Text to read -
********

Y'all come on in!

Y'all come on in!

Sunday, March 22, 2015

Sunday Winner and Recipes!

It's Sunday which means it's time to draw for the winner of a signed copy of The Blue Ribbon Jalapeno Society Jubilee!! But first I want to thank everyone who has dropped by the blog site, who has commented or joined the site, or who has read my posts and told other folks about them. You are all appreciated so much. The winner of this week's signed book is Deniese Fawcett . Please send your snail mail address to ccbrown66@att.net and I'll get that sent to you!
Next week I will be giving away a signed copy of The Red Hot Chili Cook Off!

And now for the Sunday morning recipe.

Back when my youngest child was in the Executives (the show choir for the Davis High School) the Browns provided breakfast for the choir and their families on the day they performed at the Oklahoma State Fair. The menu was usually a crockpot full of sausage gravy, hot biscuits, oven omelets and homemade cinnamon rolls. It was the oven omelets that got dozens of recipe requests so that's what I'm sharing with you this lovely Sunday morning.


2 Dozen eggs
1 pound of browned sausage
1 pound of grated cheese (I like Colby Jack or mild cheddar)
An assortment of toppings...chopped onions, tomatoes, bell peppers, jalapenos, etc.
Picante Sauce (recipe follows)

Scramble one dozen eggs and spread them out evenly into the bottom of a 9x11 cake pan.
Top that with sausage, then half the cheese, another dozen scrambled eggs and the rest of the cheese. Bake at 350 degrees until the cheese is melted.

********

Supplied records -
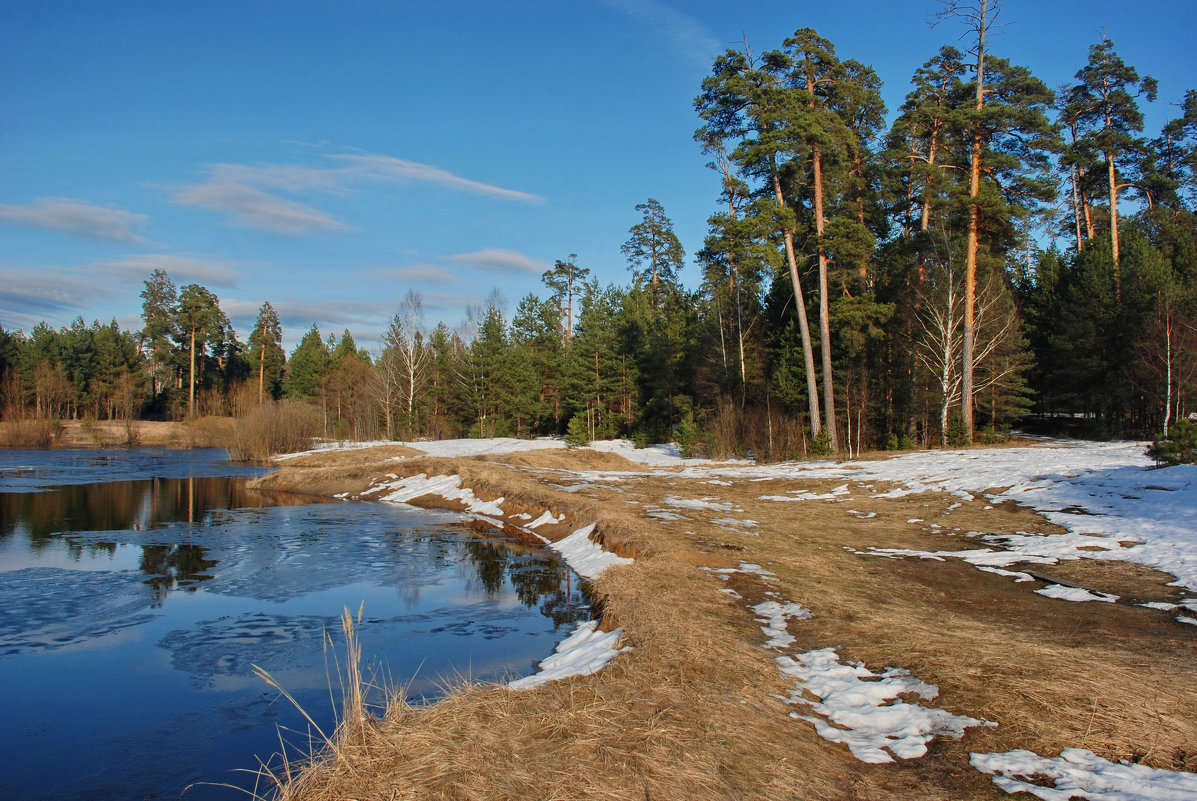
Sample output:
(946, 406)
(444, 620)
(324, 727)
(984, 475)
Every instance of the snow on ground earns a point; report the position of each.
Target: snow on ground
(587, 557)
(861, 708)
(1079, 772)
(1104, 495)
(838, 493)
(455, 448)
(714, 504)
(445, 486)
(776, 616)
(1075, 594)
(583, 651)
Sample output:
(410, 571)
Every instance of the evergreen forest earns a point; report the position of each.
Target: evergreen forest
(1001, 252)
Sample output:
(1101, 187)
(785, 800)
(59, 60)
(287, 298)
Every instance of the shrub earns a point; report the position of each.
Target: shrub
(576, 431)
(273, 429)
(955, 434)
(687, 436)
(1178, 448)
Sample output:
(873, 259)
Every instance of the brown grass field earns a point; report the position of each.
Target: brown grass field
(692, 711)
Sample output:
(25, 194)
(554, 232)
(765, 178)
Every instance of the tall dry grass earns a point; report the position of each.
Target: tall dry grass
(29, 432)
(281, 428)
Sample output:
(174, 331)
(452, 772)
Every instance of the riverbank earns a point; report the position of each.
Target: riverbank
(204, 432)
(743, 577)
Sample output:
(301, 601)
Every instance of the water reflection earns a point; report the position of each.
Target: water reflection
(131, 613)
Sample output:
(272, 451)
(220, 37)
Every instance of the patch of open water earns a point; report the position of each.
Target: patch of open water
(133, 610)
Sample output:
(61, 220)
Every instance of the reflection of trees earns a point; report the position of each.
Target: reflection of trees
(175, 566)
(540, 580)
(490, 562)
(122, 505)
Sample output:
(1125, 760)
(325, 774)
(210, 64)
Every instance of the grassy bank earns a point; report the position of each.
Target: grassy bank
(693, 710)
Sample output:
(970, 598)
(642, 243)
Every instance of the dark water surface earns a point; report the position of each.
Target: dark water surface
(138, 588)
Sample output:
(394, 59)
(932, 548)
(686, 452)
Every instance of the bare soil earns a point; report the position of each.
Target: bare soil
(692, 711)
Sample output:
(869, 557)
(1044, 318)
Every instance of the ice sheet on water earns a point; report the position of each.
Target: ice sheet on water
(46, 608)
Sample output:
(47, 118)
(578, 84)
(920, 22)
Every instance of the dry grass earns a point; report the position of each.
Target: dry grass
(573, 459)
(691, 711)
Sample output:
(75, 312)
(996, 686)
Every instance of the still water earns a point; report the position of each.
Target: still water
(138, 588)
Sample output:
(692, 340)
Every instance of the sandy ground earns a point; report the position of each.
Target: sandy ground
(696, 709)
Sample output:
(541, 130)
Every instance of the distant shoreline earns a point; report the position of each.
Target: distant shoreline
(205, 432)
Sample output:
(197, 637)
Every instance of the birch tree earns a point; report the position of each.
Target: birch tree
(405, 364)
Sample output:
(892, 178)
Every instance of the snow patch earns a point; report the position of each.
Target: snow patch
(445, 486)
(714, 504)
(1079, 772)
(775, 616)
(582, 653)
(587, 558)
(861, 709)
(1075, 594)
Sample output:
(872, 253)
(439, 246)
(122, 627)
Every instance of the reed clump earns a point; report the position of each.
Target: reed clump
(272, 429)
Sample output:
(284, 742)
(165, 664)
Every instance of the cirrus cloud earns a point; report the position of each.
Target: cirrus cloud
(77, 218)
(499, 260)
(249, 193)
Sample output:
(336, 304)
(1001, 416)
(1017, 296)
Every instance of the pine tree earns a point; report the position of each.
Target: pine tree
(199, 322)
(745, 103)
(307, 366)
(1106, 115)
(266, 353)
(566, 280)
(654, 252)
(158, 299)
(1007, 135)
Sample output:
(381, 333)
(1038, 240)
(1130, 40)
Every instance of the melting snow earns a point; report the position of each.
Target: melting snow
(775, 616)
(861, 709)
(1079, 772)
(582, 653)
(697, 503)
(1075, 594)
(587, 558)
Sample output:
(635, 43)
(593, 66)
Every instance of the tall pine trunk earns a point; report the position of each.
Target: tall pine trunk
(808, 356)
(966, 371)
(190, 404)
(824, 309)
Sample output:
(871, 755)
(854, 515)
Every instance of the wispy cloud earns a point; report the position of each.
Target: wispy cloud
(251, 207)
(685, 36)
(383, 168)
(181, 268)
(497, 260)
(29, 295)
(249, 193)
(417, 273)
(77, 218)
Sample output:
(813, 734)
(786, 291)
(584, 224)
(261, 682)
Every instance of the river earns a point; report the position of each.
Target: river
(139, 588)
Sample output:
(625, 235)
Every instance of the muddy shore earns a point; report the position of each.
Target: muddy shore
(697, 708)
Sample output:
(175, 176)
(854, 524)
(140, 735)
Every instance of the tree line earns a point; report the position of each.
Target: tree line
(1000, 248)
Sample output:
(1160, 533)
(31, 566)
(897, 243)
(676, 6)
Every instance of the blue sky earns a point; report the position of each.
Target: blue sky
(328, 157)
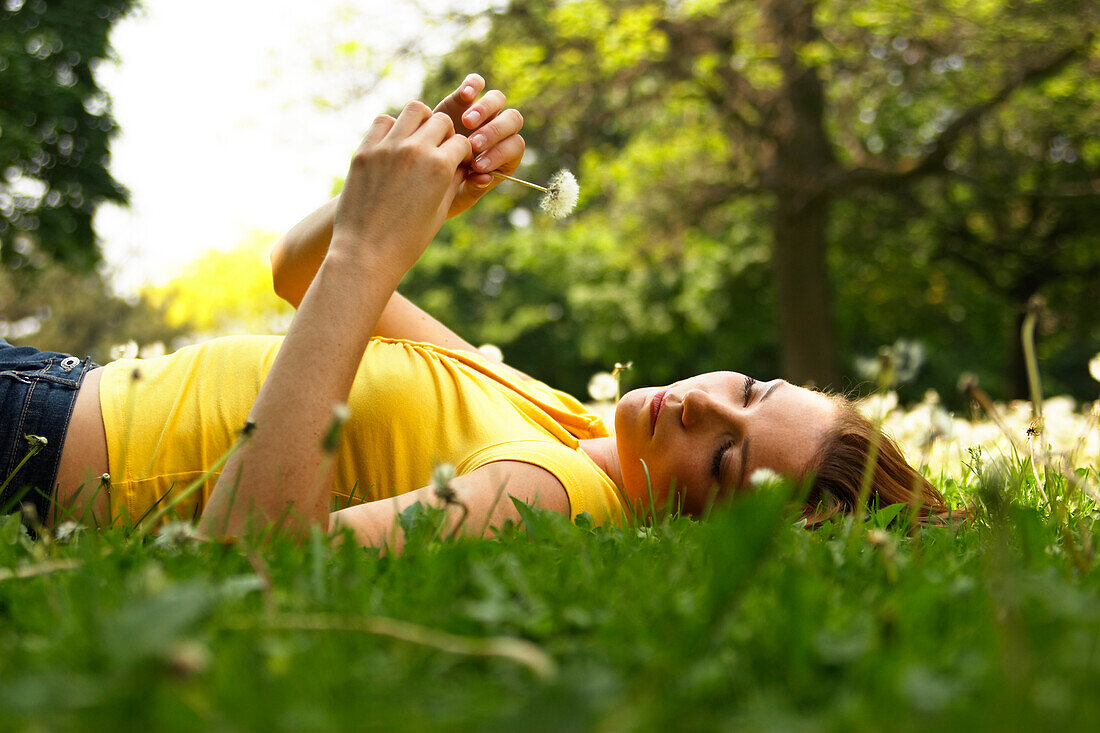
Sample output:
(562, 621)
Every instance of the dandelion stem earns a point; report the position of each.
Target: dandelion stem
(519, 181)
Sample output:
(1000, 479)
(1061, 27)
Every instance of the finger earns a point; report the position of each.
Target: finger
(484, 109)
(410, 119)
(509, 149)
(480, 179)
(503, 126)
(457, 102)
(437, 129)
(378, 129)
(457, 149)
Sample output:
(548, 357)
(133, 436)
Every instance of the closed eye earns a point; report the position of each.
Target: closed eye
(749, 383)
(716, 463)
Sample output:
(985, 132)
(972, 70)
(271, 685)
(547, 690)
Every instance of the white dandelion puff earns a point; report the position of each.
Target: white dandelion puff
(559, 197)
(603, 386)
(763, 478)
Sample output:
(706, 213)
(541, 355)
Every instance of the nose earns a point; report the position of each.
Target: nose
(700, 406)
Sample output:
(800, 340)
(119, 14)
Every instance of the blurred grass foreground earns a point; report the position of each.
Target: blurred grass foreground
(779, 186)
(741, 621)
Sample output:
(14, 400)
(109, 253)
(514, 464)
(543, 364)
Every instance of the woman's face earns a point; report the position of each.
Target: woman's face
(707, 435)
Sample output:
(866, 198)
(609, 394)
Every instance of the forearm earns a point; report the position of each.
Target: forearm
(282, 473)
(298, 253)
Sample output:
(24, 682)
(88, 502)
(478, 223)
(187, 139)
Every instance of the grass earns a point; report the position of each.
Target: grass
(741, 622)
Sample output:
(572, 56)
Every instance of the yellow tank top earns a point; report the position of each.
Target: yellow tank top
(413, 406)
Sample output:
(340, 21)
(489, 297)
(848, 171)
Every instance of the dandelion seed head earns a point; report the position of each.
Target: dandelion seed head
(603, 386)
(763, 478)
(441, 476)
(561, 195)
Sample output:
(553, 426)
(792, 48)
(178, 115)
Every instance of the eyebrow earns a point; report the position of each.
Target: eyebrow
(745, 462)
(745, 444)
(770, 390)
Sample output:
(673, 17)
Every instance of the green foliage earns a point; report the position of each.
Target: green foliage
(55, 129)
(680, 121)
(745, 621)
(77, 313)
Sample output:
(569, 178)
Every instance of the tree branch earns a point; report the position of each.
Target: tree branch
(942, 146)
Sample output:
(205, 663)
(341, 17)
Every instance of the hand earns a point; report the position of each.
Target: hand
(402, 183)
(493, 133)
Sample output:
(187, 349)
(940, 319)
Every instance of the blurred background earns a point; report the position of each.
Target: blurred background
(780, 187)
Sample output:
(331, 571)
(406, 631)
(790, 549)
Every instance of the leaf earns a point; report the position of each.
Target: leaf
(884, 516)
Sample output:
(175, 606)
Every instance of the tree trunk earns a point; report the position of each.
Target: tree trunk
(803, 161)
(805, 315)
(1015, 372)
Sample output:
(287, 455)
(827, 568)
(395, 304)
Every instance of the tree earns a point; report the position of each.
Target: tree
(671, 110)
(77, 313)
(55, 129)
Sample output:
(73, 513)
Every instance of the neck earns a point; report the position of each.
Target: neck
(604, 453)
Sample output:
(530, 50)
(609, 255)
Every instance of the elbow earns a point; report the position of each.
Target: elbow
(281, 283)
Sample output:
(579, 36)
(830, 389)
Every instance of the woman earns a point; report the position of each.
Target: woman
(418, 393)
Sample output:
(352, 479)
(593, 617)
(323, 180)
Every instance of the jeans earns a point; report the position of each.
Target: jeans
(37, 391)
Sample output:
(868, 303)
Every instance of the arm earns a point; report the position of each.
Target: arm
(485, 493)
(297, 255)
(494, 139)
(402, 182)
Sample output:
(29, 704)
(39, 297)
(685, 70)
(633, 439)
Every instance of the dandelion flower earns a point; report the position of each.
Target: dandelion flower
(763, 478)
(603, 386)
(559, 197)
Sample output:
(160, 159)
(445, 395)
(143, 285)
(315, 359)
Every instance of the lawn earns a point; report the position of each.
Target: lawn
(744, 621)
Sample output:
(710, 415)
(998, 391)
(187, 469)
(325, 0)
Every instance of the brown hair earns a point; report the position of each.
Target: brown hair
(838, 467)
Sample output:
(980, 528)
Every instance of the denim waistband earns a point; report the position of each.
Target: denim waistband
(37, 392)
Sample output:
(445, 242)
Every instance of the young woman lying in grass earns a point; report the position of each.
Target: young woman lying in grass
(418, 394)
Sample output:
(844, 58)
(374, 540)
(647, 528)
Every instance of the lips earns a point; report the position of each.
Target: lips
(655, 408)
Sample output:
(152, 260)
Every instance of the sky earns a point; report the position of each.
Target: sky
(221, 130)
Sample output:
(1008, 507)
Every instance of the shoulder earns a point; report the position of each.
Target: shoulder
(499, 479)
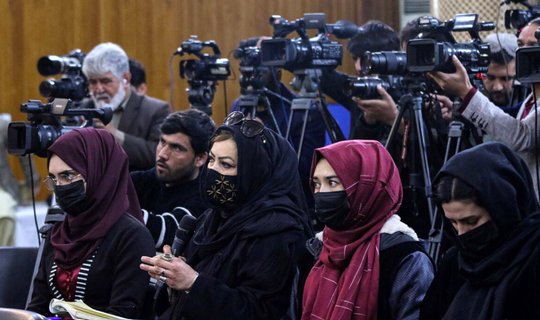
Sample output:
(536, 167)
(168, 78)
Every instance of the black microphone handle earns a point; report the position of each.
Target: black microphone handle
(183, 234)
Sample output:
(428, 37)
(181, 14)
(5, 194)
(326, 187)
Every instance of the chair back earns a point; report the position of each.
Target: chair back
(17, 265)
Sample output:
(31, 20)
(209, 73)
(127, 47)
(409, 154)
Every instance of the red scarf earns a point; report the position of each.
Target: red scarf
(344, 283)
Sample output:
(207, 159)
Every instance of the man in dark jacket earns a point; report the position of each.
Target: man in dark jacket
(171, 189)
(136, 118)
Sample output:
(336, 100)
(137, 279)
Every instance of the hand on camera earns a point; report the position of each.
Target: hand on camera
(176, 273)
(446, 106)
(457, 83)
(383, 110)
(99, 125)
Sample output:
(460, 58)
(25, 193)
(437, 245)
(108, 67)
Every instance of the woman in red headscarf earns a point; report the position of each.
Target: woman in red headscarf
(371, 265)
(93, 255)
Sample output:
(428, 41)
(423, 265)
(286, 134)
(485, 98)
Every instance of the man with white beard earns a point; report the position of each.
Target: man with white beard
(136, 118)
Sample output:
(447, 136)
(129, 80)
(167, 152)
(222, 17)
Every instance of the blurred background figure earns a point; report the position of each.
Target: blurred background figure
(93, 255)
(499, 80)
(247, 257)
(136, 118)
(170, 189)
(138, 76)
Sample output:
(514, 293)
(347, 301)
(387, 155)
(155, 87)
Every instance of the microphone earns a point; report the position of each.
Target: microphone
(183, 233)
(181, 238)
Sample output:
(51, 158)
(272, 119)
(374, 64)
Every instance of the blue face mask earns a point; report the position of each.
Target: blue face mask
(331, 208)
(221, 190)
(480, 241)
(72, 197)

********

Set tasks -
1. In the blog post, what size pan are the first dozen scrambled eggs spread into?
2. List every ingredient in the oven omelet recipe in the blog post.
3. Write out the blog post text between "And now for" and "9x11 cake pan.", inclusive.

Solved problems -
1. A 9x11 cake pan.

2.
- 2 dozen eggs
- 1 pound of browned sausage
- 1 pound of grated cheese (Colby Jack or mild cheddar)
- An assortment of toppings (chopped onions, tomatoes, bell peppers, jalapenos, etc.)
- Picante sauce

3.
And now for the Sunday morning recipe.

Back when my youngest child was in the Executives (the show choir for the Davis High School) the Browns provided breakfast for the choir and their families on the day they performed at the Oklahoma State Fair. The menu was usually a crockpot full of sausage gravy, hot biscuits, oven omelets and homemade cinnamon rolls. It was the oven omelets that got dozens of recipe requests so that's what I'm sharing with you this lovely Sunday morning.


2 Dozen eggs
1 pound of browned sausage
1 pound of grated cheese (I like Colby Jack or mild cheddar)
An assortment of toppings...chopped onions, tomatoes, bell peppers, jalapenos, etc.
Picante Sauce (recipe follows)

Scramble one dozen eggs and spread them out evenly into the bottom of a 9x11 cake pan.